# SOURCE DATA:

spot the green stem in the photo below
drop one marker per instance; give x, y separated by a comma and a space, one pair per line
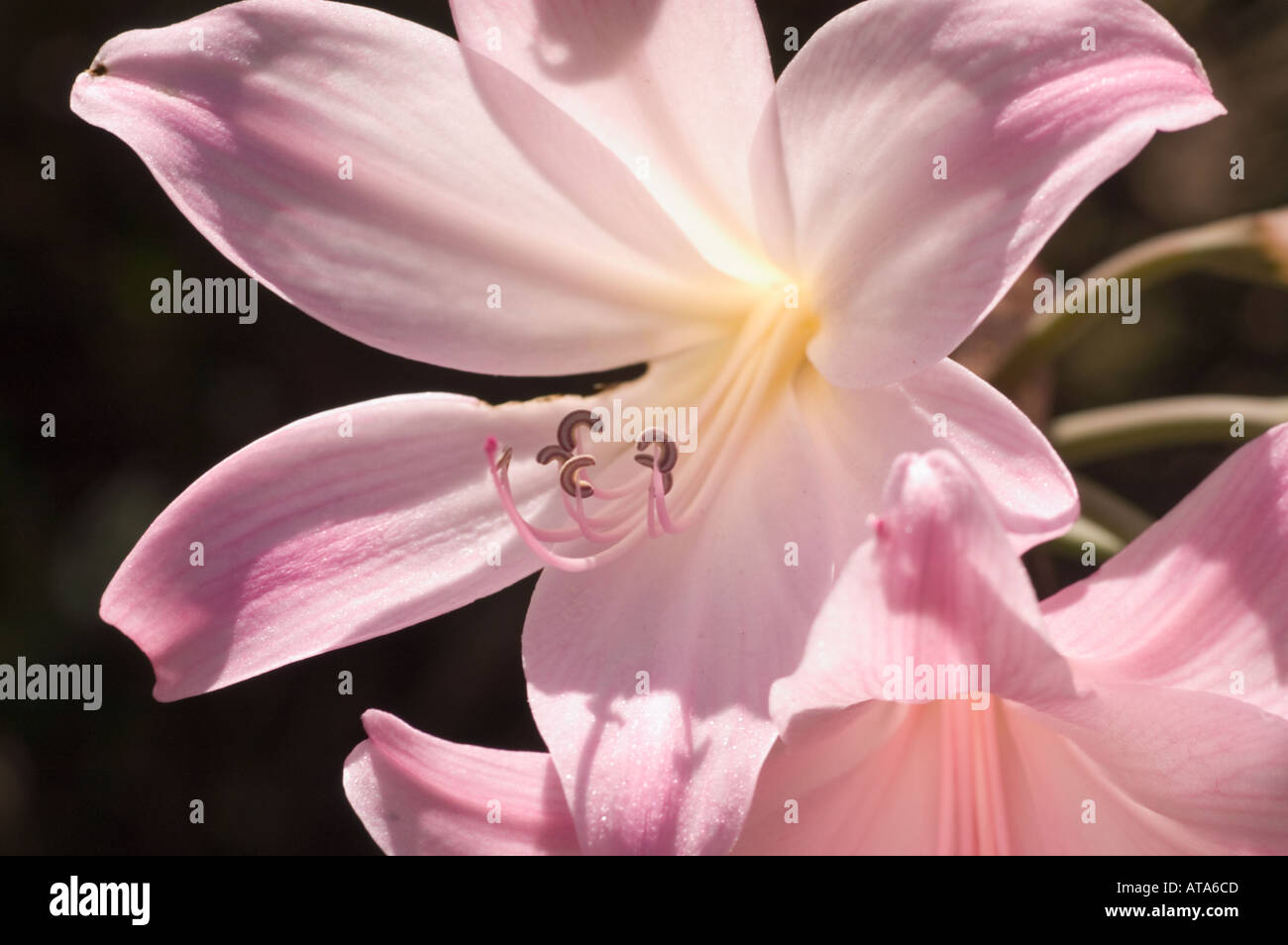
--
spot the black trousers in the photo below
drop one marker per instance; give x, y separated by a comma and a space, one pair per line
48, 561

# DIRECTIONS FOR THIS TASK:
Which lines of the data contain the string "spot"? Copy each of them.

# EXERCISE ANSWER:
spot the green stem in the photo below
spot the black trousers in the photo below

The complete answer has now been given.